[AVAILABLE RECORDS]

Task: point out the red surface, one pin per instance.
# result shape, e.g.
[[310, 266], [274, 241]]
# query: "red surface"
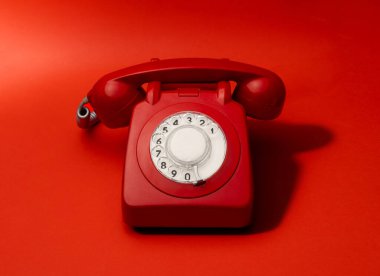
[[316, 168]]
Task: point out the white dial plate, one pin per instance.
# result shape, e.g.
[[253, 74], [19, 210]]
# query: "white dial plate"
[[188, 147]]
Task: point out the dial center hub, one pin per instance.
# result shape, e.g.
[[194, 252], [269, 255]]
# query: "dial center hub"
[[188, 145]]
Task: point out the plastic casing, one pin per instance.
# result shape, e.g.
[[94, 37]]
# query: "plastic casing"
[[226, 204], [178, 85]]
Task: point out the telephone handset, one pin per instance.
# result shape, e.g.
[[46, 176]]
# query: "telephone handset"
[[187, 161]]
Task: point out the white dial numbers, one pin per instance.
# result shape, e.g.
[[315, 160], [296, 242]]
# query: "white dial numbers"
[[188, 147]]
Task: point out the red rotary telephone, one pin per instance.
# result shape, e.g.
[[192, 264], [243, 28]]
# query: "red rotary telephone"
[[187, 161]]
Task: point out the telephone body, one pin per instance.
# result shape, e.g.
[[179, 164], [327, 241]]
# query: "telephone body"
[[188, 161]]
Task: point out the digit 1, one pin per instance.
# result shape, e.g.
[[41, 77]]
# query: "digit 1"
[[174, 173]]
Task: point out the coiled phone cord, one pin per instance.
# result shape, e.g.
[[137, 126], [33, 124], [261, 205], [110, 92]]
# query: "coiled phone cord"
[[85, 117]]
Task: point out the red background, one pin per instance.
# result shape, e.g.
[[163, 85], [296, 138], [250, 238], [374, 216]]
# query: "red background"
[[316, 168]]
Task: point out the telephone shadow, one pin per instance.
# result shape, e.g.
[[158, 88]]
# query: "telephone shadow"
[[275, 172]]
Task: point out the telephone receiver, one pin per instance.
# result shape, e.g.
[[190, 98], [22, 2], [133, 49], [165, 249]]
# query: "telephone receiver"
[[112, 99]]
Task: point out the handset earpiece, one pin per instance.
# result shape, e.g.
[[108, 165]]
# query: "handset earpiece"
[[113, 97], [261, 97], [112, 101]]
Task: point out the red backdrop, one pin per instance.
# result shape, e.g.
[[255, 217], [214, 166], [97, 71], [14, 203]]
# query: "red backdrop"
[[316, 168]]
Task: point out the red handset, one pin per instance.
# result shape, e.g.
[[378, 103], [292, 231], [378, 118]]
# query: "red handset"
[[187, 162]]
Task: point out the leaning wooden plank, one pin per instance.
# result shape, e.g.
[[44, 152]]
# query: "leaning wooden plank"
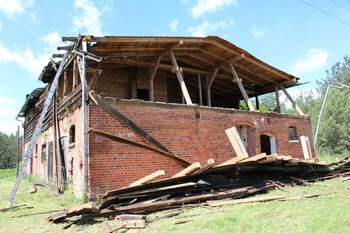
[[230, 162], [188, 170], [148, 178], [269, 159], [153, 190], [247, 200], [236, 142], [254, 158], [130, 142], [87, 207], [99, 101], [206, 166]]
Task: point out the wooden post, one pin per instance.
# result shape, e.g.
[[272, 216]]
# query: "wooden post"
[[278, 104], [176, 69], [295, 106], [238, 81], [305, 144], [132, 81], [209, 83], [236, 142], [200, 90], [75, 73], [153, 72], [257, 102], [65, 84]]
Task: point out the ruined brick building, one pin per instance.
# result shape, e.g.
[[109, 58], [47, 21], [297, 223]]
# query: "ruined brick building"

[GOAL] Can you write out all the records above again with each "one pin per instance" swapped for "one point per instance", changing nothing else and leaving out the pictures?

[TASK SOLUTION]
Task: point out the red surface, one point per instance.
# result shape, e.g.
[[310, 266], [274, 241]]
# query: "red surface"
[[316, 168]]
Task: point out the white dial plate, one point per instance.
# result shape, e.g.
[[253, 74], [19, 210]]
# query: "white dial plate"
[[188, 147]]
Task: point out the dial center hub, one point per instance.
# result shape, e.g.
[[194, 252], [269, 255]]
# query: "dial center hub"
[[188, 145]]
Task: point out the plastic casing, one point per instance.
# result shape, e.g.
[[94, 37]]
# query: "plastic casing"
[[226, 204], [178, 85]]
Task: point out the telephone handset, one point per instance.
# result shape, e.g.
[[46, 176]]
# query: "telephone handset"
[[187, 161]]
Task: point out the white dial numbers, one point per instance.
# result shape, e.g.
[[315, 160], [296, 242]]
# query: "white dial numbers"
[[188, 147]]
Task: point out the red rotary telephone, one point per instance.
# result shape, e.g.
[[192, 264], [243, 28]]
# query: "red rotary telephone"
[[187, 161]]
Task: point out the telephone body, one point per instance.
# result shape, e.g.
[[179, 164], [327, 241]]
# query: "telephone body"
[[188, 161]]
Task: point out the digit 1, one point per instance.
# result shape, e.g.
[[41, 77]]
# query: "digit 1"
[[174, 173]]
Task: point out the coiled phone cord, one point per instance.
# result shape, e.g.
[[137, 126], [33, 124], [261, 205], [110, 92]]
# query: "coiled phone cord"
[[85, 117]]
Task: point out the red background, one point per instance.
# result shape, e.g.
[[163, 85], [296, 138], [250, 238], [374, 216]]
# query: "red background"
[[316, 168]]
Task: point out the telephone shadow, one point per instance.
# result shape, e.g.
[[158, 88]]
# query: "telephone shadow"
[[275, 172]]
Task: point out the telephone receiver, one point per instance.
# result shape, e.g.
[[190, 98], [22, 2], [133, 49], [165, 249]]
# query: "telephone receiver"
[[112, 99]]
Task: point out the handset earpiece, one point per instance.
# result shape, e.g.
[[108, 165]]
# query: "handset earpiece"
[[113, 97], [261, 97], [112, 101]]
Task: point out the red backdrop, one point per instance.
# result shape, e.g.
[[255, 217], [214, 166], [97, 71], [14, 203]]
# query: "red backdrop"
[[316, 168]]
Task: point out the red handset, one point per instance.
# result shape, e.g.
[[378, 103], [292, 231], [378, 118]]
# query: "red handset"
[[187, 162]]
Task: point out the leaning wooden plank, one point per instance.
# result shape, e.g.
[[44, 152]]
# query: "leaning wooden plank"
[[230, 162], [188, 170], [148, 178], [269, 159], [153, 190], [247, 200], [236, 142], [254, 158], [130, 142], [87, 207], [99, 101], [206, 166]]
Task: point out the wooden post, one point per instance.
# result shape, e.g.
[[272, 216]]
# query: "wooden post"
[[278, 104], [176, 69], [295, 106], [238, 81], [305, 144], [132, 81], [209, 83], [236, 142], [200, 90], [75, 73], [153, 72], [257, 102], [65, 84]]
Task: point out the ruined brick building, one point per instance.
# result shape, e.g.
[[109, 58], [47, 21], [297, 223]]
# query: "ruined brick building"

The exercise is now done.